GOAL OF THE EXERCISE: Give every line below again, exactly.

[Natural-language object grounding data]

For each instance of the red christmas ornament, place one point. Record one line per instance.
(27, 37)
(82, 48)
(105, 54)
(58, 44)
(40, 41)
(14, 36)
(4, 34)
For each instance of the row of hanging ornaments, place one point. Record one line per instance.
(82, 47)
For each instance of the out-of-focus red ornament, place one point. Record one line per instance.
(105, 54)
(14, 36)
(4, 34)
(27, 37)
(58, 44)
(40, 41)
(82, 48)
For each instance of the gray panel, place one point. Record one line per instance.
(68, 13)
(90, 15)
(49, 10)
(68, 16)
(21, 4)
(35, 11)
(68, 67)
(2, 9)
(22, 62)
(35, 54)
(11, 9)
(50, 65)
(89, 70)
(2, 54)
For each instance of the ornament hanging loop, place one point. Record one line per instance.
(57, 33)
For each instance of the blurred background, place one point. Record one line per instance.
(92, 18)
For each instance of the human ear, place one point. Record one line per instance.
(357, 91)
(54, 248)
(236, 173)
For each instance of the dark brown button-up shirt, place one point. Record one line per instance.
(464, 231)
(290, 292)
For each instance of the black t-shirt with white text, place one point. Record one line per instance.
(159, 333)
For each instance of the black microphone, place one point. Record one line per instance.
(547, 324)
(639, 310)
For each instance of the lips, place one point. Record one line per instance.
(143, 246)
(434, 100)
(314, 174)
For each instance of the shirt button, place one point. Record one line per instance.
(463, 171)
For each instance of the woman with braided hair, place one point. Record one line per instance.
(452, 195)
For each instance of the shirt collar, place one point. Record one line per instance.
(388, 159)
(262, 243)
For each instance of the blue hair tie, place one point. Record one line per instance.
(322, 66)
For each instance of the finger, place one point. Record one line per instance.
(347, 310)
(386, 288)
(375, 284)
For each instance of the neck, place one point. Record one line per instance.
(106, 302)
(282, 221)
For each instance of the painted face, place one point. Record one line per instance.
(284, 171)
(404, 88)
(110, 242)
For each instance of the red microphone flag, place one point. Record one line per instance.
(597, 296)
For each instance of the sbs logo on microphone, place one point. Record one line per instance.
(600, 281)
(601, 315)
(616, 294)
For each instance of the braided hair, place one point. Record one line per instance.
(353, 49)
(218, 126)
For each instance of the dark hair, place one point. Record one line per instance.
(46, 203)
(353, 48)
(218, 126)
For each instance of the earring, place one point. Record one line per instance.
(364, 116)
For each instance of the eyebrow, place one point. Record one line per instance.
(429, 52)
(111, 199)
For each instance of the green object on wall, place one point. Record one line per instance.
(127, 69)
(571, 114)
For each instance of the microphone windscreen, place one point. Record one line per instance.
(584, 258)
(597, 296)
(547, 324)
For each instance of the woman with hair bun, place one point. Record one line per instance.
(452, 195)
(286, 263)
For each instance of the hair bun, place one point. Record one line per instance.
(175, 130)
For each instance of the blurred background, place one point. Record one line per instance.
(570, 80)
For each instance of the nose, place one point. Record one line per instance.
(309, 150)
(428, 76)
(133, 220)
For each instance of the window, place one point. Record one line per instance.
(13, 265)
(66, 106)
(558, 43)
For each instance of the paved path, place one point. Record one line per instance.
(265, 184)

SOLUTION:
For each instance of the red christmas ornament, place one point. Record one line per instance.
(27, 37)
(82, 48)
(105, 54)
(58, 44)
(40, 41)
(14, 36)
(4, 34)
For each instance of the row of hanging ornaments, place one point. Record one line per instance.
(82, 47)
For each instance of the out-of-focus red ornament, place one point. Record one line per instance.
(105, 54)
(14, 36)
(4, 34)
(27, 37)
(58, 44)
(40, 41)
(82, 48)
For each instance of the gray panel, place one point. Record one line per instance.
(68, 13)
(90, 15)
(49, 10)
(68, 16)
(21, 4)
(35, 11)
(68, 67)
(2, 9)
(22, 62)
(35, 54)
(11, 9)
(50, 65)
(89, 70)
(2, 54)
For each instance of the ornament hanging loop, place one point. Record one line per instance.
(57, 33)
For each instance of the blurred background, place one point. Record one line per instance.
(92, 18)
For each instance of the human ear, place one point. Record one line per instance.
(357, 91)
(54, 248)
(236, 173)
For each instance of the dark brown button-up shirt, place one point. Record one line per instance.
(464, 231)
(290, 292)
For each instance of the black t-shirt with white text, place one point. Record one line per instance.
(159, 333)
For each instance of the black microphone, place one point. Record one line per instance.
(547, 324)
(639, 310)
For each instance of the lips, place one point. Record one line per instance.
(143, 246)
(434, 100)
(314, 174)
For each instance of the shirt button, place one point. Record one line per instance.
(463, 171)
For each instance of the woman with braided hair, place one point. Record one line per instance.
(452, 195)
For each instance of the shirt collar, place one point. Record one line per instance.
(388, 159)
(262, 243)
For each instance of the blue hair tie, place one point. Record one line per instance.
(322, 66)
For each instance of the finger, place one point. Record one line per instance.
(347, 310)
(386, 288)
(375, 284)
For each instance of the neck, place one point. Record one line per instance.
(106, 302)
(282, 221)
For each instance of the painted face, place one point. Record one line per instance.
(284, 171)
(404, 88)
(110, 242)
For each instance of the red microphone flag, place one point. Record one line per instance.
(597, 296)
For each instance of the sbs logo on microphone, place one point. Record one line per instance.
(600, 281)
(601, 315)
(616, 294)
For each instance of the braided hair, place one point. Record one line per instance.
(353, 49)
(218, 126)
For each instance of the dark hair, place one point. Record one line per instance.
(46, 203)
(353, 48)
(218, 126)
For each instance of the earring, place one point. Record one line per instance.
(364, 116)
For each instance of the eyebrow, place one point. Record one line per instance.
(429, 52)
(111, 199)
For each instance of the green object on wall, place one point. Record one line per instance.
(127, 69)
(571, 114)
For each instance of the microphone windscreen, place one point. Record one line per instance.
(584, 258)
(597, 296)
(547, 324)
For each instance of the woman with hair bun, place one point. Record one line per instance.
(452, 195)
(286, 263)
For each instance of the hair bun, place one point. Record one line per instance.
(175, 130)
For each instance of the blurred background, place one point. Record one line per instance.
(570, 80)
For each instance of the nose, place one point. Record one line per instance.
(309, 150)
(428, 76)
(133, 220)
For each instance of the window, place one point. Record one line per instance.
(13, 265)
(66, 106)
(558, 43)
For each instance of the paved path, place one point. Record one line per instance.
(265, 184)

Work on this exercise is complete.